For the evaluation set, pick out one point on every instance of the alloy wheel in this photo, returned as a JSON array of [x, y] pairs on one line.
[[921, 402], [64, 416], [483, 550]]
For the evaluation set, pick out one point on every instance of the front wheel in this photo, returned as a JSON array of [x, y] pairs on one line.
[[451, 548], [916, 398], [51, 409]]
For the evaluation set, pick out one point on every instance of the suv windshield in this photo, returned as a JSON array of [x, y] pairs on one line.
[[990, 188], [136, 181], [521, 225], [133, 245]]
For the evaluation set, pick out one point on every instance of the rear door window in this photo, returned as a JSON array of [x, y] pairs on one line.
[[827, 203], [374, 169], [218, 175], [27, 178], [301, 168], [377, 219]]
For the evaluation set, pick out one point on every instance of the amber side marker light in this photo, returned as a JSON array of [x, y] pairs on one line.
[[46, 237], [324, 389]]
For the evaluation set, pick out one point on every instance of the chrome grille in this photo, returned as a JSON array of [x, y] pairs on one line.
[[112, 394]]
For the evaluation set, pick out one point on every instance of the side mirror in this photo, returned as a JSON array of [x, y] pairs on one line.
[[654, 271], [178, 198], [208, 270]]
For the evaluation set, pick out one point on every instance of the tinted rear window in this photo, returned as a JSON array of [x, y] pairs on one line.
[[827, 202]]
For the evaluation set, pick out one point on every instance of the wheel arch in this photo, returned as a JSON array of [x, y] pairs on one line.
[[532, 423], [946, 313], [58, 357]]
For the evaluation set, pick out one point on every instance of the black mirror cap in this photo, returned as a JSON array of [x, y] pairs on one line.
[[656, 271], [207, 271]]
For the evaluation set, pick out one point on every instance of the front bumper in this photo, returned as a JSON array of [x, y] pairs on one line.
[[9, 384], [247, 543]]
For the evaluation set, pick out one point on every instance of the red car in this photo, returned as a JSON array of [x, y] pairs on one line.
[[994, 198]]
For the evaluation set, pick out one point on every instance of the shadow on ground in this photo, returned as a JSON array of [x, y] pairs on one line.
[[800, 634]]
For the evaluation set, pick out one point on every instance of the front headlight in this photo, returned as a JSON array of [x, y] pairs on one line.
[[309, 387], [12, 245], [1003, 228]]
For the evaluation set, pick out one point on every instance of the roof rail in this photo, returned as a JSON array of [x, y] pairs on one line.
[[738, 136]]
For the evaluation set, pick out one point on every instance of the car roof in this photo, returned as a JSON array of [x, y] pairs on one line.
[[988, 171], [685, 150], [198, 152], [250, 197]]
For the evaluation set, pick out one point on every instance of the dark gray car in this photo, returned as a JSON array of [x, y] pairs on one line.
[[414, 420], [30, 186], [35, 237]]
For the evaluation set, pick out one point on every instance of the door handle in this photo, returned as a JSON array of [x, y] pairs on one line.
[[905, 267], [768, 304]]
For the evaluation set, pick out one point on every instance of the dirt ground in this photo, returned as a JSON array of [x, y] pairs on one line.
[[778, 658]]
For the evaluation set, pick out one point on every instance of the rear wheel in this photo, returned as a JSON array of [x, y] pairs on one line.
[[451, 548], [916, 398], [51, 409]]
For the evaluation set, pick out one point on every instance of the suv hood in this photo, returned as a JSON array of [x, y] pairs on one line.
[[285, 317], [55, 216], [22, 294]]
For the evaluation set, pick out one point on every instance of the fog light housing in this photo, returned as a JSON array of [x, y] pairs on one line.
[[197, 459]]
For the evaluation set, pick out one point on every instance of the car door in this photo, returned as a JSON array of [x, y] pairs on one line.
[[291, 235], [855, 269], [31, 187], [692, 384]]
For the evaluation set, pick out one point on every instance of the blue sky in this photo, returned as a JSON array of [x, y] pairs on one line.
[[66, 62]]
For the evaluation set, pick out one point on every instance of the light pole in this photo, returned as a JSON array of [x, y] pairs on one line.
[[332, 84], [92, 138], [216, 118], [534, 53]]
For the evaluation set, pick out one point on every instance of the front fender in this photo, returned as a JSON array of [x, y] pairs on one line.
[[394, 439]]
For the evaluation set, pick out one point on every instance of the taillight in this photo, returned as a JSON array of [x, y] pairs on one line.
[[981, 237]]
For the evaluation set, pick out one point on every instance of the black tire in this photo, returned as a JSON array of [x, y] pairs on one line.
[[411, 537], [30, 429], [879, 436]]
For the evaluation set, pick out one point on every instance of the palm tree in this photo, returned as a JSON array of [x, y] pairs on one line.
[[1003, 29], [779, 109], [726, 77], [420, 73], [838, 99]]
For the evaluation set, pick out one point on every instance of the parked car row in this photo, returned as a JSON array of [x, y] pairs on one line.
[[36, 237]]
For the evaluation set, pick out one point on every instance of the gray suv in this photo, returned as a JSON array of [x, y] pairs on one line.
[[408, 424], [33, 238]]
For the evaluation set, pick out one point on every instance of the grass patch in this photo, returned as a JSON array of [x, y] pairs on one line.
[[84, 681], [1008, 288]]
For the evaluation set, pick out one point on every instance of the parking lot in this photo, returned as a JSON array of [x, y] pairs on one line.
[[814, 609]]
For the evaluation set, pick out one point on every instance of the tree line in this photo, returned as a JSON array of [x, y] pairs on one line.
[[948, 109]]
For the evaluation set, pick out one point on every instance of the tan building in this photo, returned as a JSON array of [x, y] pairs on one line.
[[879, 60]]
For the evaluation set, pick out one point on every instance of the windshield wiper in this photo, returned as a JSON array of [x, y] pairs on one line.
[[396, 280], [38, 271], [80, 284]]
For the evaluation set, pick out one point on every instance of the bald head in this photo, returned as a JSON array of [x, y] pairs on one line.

· · ·

PROBLEM DESCRIPTION: Could you put the lines above into a numbered list, starting with the line that contains "the car door" and going on through the line that contains "[[981, 237]]", with any blank lines left out?

RESULT FOR THIS EXERCISE:
1. For the evaluation set, pick out one point on every instance of the car door in this photo, returned as a JSON array of [x, y] pairs on one line.
2. [[291, 235], [855, 269], [31, 187], [692, 384]]
3. For the evaluation set, pick out one point on every instance of the blue sky in this photo, returned as a JSON array of [x, y] pairs on one line.
4. [[66, 62]]
5. For the evaluation set, pick out one point on every instance of the light pole in this photo, returned as a JSON array of [x, y] pairs on one line.
6. [[332, 84], [92, 138], [216, 118], [534, 53]]
7. For the evaluation set, pick out one point on every instance of the front fender in this photo, returned as a JSON array of [x, y] pairs on one line.
8. [[394, 439]]
9. For the evaluation set, pick out one point on every instance of the taillight in this photo, returned as a JSON array of [x, y] pairs on one line.
10. [[981, 237]]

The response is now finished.